● **INFORMATION**
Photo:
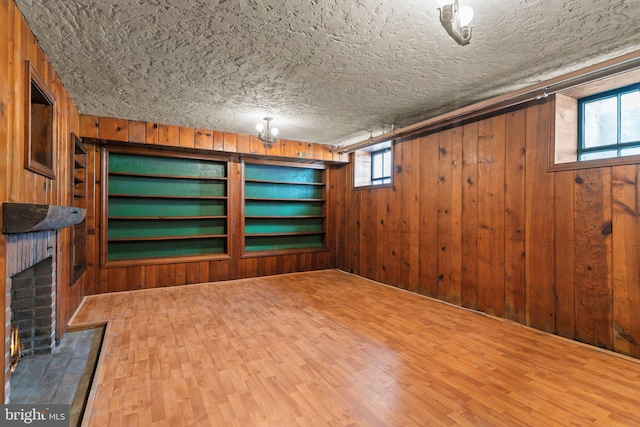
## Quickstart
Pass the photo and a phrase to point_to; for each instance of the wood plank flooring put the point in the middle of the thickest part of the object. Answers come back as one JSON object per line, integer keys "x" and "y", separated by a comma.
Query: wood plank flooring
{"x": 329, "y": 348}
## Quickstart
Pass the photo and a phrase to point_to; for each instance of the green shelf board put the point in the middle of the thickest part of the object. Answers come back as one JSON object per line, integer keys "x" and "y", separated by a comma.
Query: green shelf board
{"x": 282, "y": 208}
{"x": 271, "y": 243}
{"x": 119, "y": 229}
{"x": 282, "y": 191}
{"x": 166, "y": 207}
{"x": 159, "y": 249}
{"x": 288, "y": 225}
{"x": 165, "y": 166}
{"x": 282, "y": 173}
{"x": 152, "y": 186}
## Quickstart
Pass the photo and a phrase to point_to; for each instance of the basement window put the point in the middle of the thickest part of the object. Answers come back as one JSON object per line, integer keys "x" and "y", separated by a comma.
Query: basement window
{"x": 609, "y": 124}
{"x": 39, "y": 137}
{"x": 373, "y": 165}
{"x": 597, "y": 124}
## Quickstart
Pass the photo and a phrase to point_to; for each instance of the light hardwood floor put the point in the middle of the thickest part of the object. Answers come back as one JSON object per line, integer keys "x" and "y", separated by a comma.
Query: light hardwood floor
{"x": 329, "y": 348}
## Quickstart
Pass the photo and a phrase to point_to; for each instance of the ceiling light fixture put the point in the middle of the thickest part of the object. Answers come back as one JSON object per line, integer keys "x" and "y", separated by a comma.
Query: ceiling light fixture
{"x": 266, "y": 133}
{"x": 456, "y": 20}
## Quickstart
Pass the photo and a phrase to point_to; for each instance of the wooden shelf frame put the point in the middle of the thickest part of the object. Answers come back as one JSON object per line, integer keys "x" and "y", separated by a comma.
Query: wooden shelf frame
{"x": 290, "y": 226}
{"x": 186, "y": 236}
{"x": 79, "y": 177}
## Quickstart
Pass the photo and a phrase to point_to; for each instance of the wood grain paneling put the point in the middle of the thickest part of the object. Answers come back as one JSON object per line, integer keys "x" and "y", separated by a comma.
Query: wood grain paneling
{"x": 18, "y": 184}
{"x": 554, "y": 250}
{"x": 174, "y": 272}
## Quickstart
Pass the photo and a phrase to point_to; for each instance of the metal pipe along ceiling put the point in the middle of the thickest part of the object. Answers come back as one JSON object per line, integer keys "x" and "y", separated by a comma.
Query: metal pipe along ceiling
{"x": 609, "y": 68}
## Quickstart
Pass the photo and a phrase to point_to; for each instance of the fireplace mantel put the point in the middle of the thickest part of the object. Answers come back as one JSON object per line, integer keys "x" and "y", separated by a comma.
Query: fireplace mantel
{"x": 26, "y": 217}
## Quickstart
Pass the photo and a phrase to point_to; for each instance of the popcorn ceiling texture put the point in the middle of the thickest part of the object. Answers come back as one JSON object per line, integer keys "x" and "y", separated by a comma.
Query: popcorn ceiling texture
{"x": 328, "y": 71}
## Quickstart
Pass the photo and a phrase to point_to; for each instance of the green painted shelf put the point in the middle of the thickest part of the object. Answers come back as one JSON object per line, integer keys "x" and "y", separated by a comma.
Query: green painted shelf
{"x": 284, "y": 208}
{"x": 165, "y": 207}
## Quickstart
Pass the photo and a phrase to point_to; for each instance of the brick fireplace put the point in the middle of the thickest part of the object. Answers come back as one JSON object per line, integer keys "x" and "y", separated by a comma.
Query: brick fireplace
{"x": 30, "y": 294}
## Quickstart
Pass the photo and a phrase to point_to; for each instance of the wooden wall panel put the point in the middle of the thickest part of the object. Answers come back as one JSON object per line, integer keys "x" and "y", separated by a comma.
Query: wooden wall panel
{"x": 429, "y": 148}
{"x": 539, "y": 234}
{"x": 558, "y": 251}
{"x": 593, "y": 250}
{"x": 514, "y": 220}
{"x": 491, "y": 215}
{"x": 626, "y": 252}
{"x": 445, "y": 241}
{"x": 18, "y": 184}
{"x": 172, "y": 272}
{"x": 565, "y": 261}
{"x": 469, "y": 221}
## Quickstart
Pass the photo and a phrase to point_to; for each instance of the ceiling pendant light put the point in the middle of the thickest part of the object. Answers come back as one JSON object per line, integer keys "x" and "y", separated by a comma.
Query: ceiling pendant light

● **WORK REQUIRED**
Collect the lines of the records that include the string "pendant".

● **TASK RESPONSE**
Pass the photo and a phrase to point_to; for each instance of the ceiling pendant light put the point in the middle of the thickest part of the object. Answers come back as one JSON object per line, integer keys "x" and "y", separated by a comma.
Query: ceiling pendant light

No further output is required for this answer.